Copy each of the following items word for word, keeping every line and every number unchanged.

### THE DATA

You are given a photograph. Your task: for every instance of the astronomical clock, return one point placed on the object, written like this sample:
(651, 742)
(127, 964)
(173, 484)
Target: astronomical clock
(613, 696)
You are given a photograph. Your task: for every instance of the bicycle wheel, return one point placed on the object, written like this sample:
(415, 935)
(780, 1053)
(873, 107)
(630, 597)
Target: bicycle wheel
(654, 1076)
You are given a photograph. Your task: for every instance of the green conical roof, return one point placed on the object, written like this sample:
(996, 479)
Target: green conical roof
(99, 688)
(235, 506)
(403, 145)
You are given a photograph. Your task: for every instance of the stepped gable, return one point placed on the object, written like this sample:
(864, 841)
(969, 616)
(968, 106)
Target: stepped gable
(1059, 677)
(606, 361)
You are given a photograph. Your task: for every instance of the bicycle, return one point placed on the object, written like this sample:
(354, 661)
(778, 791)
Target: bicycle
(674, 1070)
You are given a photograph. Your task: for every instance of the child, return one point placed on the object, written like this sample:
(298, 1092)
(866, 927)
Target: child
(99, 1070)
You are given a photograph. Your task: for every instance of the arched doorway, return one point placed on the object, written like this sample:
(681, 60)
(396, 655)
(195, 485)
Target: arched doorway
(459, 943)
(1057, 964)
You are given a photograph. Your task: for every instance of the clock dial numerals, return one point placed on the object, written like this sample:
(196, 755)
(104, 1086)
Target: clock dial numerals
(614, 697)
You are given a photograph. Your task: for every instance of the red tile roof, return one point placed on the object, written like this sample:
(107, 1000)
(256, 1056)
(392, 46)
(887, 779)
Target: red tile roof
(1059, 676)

######

■ **FINAL ANSWER**:
You are given a photograph. Your task: for every instance of the astronomical clock, return one point placed on the object, written like this sample:
(651, 742)
(127, 964)
(173, 484)
Target: astronomical clock
(613, 696)
You are given a photograph. Your task: for every instance of the bicycle wheel, return one point placed on the object, written like this sample:
(415, 935)
(780, 1053)
(873, 107)
(630, 597)
Target: bicycle wheel
(654, 1076)
You are given a photograph. Your task: for every instance of the green conical roof, return one point placed on the object, written like this sample:
(996, 479)
Target: green conical roof
(99, 688)
(235, 506)
(403, 145)
You are given a photograph. Your task: for every instance of the stepped gable, return one point placed on the object, written like this sample:
(864, 841)
(969, 616)
(968, 106)
Target: stepped gable
(1059, 677)
(606, 361)
You are given a photograph. Your task: for every instance of the bicycle, return one point placed on the object, written like this sample:
(354, 661)
(778, 791)
Target: bicycle
(674, 1070)
You are given a photograph. Your task: for every instance of the child, return one point placed on the object, written like this sample:
(298, 1092)
(866, 927)
Target: child
(99, 1070)
You are given a photograph. Your task: for every instance of the arched doorway, return one point placed on the object, written like this sample:
(681, 60)
(396, 655)
(195, 485)
Target: arched doorway
(459, 943)
(1057, 964)
You are given a photograph. Your task: for every instance of the clock dial numerals, return one point placed on the object, written like this sample:
(196, 755)
(104, 1086)
Target: clock dial numerals
(614, 697)
You are given a photograph. Your task: for every instance of the red tile roof, return one point placed on the object, written like this sample:
(107, 1000)
(256, 1056)
(392, 46)
(887, 779)
Target: red tile roof
(1059, 676)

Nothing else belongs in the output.